Start SUPPLIED DATA

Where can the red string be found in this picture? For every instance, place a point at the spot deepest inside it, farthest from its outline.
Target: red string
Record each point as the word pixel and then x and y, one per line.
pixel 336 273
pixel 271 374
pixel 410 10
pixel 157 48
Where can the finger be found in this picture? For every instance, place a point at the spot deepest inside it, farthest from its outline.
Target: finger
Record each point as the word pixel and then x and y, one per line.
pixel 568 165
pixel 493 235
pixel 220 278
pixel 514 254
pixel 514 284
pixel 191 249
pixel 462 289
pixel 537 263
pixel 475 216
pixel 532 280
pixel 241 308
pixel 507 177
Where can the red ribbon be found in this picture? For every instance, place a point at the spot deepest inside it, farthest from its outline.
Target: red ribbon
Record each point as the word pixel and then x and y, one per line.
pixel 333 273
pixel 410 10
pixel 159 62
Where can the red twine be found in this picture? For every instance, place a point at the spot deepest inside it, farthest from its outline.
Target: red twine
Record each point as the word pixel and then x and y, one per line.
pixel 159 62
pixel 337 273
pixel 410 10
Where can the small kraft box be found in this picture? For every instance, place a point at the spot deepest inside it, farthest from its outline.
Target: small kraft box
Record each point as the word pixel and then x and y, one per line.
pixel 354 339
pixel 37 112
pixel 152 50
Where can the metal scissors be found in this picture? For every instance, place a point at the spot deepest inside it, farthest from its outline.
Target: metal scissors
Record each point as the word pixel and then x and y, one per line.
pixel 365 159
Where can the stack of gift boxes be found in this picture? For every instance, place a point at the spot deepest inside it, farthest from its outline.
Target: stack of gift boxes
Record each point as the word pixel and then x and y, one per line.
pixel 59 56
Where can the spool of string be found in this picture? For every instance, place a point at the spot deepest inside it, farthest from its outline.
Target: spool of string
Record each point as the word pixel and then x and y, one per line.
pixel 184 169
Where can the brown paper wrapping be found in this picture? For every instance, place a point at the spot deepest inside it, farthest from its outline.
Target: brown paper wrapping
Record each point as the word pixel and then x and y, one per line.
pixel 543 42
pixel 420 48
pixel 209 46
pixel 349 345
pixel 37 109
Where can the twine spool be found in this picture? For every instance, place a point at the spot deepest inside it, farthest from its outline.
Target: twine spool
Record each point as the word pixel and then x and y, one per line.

End SUPPLIED DATA
Start SUPPLIED DATA

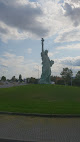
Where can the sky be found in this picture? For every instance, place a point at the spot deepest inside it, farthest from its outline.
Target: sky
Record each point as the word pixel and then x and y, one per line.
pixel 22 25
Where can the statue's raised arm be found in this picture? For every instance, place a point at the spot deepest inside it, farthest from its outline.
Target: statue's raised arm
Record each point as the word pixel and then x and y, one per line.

End SUPPLIED DATA
Start SUPPLIED DATA

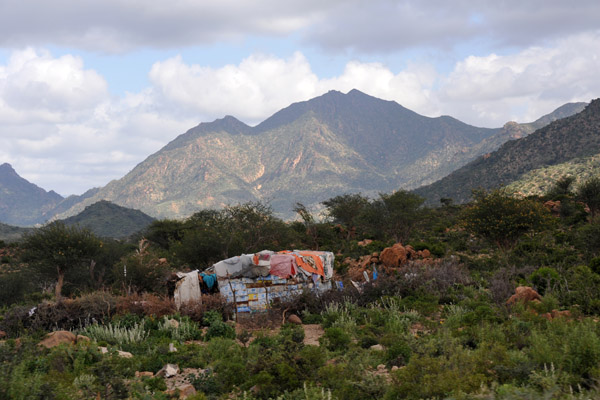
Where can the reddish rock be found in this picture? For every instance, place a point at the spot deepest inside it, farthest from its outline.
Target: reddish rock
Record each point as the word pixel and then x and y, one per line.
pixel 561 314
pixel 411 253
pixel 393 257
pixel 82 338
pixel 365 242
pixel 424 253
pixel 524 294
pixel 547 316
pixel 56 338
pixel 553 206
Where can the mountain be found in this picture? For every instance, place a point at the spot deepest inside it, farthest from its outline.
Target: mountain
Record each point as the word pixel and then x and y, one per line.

End SUPPLIED DATA

GOAL OF THE EXERCISE
Starting at the line that contains "Where can the spool" and ending at the line that contains "pixel 184 169", write out those lines again, including the requests, and increase every point coordinate in the answers by 127.

ANSWER IN FULL
Where can the spool of string be found in this picture? For every instance, place a point at the spot deepest inside it, farthest from its outline.
Target: spool of string
Record each point as the word pixel and then x and y, one per line.
pixel 311 296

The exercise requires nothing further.